**Extract:**
Exploratory drilling costs are capitalized until the results are determined. If
proved reserves are not discovered, the exploratory drilling costs are
expensed. Other exploratory costs are expensed as incurred.

    The provision for depreciation, depletion and amortization ("DD&A") is
based on the capitalized costs, as determined in the preceding paragraph, plus
future costs to abandon offshore wells and platforms, and is determined on a
cost center by cost center basis using the units of production method. The
Company generally creates cost centers on a field by field basis for oil and
gas activities in the Gulf of Mexico and Gulf of Thailand. Generally, the
Company establishes cost centers on the basis of an oil or gas trend or play
for its oil and gas activities onshore in the United States. The Company's DD&A
expense for the first nine months of 1998 was $83,739,000, an increase of
approximately 10% from DD&A expense of $75,989,000 for the first nine months of
1997. The increases in DD&A expense for the first nine months of 1998, compared
to the first nine months of 1997, resulted primarily from an


                                       33

<PAGE>   34



increase in the Company's composite DD&A rate that was only partially offset by
a decrease in production of oil and natural gas.

**Instruction:** Continue the accounting excerpt on drilling costs and DD&A from its last sentence. The entries after the accounting excerpt are separate material.

**Dataset:**

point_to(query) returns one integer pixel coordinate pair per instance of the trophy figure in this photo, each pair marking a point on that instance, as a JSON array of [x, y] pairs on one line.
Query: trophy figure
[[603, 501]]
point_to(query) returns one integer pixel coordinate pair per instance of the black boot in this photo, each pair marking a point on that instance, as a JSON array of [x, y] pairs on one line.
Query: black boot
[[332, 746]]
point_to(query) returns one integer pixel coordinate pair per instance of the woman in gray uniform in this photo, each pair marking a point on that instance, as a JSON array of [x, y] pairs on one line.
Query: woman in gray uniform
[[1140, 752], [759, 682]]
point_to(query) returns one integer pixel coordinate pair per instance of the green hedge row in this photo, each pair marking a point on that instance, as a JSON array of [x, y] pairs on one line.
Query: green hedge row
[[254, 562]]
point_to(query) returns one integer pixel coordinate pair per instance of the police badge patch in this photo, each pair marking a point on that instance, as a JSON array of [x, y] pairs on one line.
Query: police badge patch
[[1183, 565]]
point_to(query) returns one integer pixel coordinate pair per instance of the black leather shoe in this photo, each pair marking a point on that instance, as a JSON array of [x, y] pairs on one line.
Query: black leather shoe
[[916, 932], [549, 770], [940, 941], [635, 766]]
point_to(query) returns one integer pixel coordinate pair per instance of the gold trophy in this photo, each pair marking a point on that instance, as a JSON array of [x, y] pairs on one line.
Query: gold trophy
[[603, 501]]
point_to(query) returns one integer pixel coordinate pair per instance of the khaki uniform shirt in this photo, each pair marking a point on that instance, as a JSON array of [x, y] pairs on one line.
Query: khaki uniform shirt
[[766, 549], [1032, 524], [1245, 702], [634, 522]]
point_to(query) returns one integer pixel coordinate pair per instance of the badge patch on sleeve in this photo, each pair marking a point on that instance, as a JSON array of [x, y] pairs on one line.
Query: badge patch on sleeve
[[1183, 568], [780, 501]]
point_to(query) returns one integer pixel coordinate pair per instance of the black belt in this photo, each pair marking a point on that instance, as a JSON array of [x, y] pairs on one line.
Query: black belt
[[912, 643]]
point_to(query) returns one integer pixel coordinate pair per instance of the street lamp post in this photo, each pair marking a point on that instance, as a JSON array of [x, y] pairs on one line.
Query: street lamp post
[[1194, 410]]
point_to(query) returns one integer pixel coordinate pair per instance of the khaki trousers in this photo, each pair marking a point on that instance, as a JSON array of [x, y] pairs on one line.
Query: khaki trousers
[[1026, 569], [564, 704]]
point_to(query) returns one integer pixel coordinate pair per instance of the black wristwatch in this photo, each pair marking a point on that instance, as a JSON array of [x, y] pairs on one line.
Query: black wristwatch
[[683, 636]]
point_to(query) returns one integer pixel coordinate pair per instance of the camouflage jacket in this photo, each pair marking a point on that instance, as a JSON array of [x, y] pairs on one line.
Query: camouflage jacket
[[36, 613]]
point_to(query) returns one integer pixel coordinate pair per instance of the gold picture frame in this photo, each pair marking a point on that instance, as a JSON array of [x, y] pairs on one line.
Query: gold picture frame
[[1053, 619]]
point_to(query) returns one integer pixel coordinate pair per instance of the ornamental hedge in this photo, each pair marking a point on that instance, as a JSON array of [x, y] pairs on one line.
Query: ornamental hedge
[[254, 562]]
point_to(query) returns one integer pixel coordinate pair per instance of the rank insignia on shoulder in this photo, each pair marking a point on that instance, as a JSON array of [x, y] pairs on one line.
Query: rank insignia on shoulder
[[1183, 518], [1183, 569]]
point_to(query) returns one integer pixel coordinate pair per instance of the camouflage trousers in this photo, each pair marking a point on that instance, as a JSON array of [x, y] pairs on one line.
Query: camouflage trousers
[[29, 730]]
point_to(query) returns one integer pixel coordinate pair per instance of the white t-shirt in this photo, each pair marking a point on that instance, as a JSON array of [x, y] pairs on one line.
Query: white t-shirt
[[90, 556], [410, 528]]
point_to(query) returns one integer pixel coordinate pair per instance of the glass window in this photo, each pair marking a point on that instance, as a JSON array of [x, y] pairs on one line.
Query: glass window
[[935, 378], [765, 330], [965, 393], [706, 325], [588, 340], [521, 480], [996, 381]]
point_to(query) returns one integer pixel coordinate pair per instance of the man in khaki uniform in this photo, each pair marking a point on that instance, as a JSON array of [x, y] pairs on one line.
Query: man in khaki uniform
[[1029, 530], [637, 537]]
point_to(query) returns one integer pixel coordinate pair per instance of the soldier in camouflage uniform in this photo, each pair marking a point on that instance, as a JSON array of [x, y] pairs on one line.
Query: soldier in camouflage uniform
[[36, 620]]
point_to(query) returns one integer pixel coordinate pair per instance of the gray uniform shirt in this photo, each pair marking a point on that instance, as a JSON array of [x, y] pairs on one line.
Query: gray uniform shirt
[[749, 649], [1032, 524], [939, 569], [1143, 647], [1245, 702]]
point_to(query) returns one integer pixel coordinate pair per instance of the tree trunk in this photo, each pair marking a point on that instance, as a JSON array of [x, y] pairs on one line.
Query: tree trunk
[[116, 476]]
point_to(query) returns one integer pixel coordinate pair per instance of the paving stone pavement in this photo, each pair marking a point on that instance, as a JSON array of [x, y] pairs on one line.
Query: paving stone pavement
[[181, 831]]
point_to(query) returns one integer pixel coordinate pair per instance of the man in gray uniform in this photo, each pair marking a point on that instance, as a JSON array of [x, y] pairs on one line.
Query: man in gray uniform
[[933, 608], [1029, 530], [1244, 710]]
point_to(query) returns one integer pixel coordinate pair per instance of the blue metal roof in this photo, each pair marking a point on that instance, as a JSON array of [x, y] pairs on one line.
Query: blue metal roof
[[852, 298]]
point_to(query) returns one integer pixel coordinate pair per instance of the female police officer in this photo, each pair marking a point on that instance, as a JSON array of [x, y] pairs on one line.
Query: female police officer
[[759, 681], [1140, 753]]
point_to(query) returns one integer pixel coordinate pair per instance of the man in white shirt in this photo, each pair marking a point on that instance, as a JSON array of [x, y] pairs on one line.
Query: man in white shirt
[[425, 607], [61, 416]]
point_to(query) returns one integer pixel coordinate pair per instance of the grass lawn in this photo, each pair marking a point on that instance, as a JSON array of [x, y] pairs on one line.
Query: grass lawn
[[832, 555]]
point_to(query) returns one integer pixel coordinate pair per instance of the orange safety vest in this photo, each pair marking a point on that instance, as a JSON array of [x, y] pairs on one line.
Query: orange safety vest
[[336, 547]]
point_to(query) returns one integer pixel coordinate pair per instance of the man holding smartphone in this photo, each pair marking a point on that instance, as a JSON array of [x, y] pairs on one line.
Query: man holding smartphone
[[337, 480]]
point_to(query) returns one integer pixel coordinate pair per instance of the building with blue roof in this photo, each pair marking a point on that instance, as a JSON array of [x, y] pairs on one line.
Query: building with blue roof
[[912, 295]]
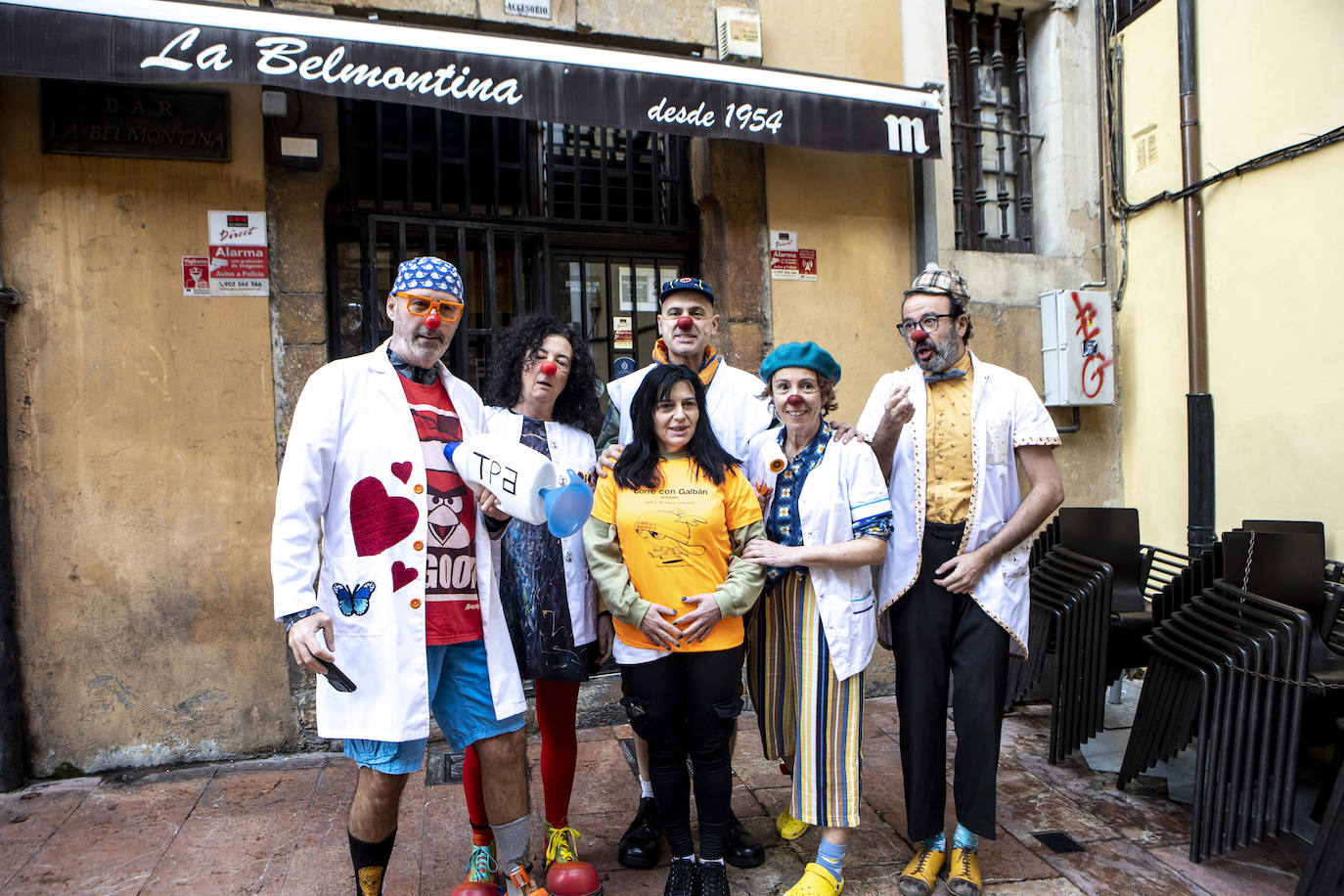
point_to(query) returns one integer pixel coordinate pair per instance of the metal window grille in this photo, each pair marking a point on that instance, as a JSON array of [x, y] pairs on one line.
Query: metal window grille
[[428, 161], [991, 137], [614, 176]]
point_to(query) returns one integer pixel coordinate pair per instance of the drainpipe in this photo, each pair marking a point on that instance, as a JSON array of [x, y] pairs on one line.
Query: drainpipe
[[1199, 403], [11, 708]]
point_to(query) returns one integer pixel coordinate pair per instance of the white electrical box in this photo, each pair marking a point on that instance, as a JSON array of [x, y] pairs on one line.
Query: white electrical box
[[739, 34], [1077, 348]]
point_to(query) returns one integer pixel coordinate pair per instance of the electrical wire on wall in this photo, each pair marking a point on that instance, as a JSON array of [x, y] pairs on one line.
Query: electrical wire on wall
[[1120, 207]]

**The response:**
    The composite DD&A rate for all of the Company's producing fields for the
first nine months of 1998 was $1.09 per equivalent Mcf ($6.54 per equivalent
Bbl), an increase of approximately 20% from a composite DD&A rate of $0.91 per
equivalent Mcf ($5.46 per equivalent Bbl) for the first nine months of 1997.
The increase in the composite DD&A rate for all of the Company's producing
fields for the first nine months of 1998, compared to the first nine months of
1997, resulted primarily from an increased percentage of the Company's
production coming from certain of the Company's fields that have DD&A rates
that are higher than the Company's recent historical composite rate and a
corresponding decrease in the percentage of the Company's production coming
from fields that have DD&A rates that are lower than the Company's recent
historical composite DD&A rate. The Company produced 75,781,000 equivalent Mcf
(12,630,000 equivalent Bbls) during the first nine months of 1998, a decrease
of approximately 8% from the 82,036,000 equivalent Mcf (13,673,000 equivalent
Bbls) produced by the Company during the first nine months of 1997.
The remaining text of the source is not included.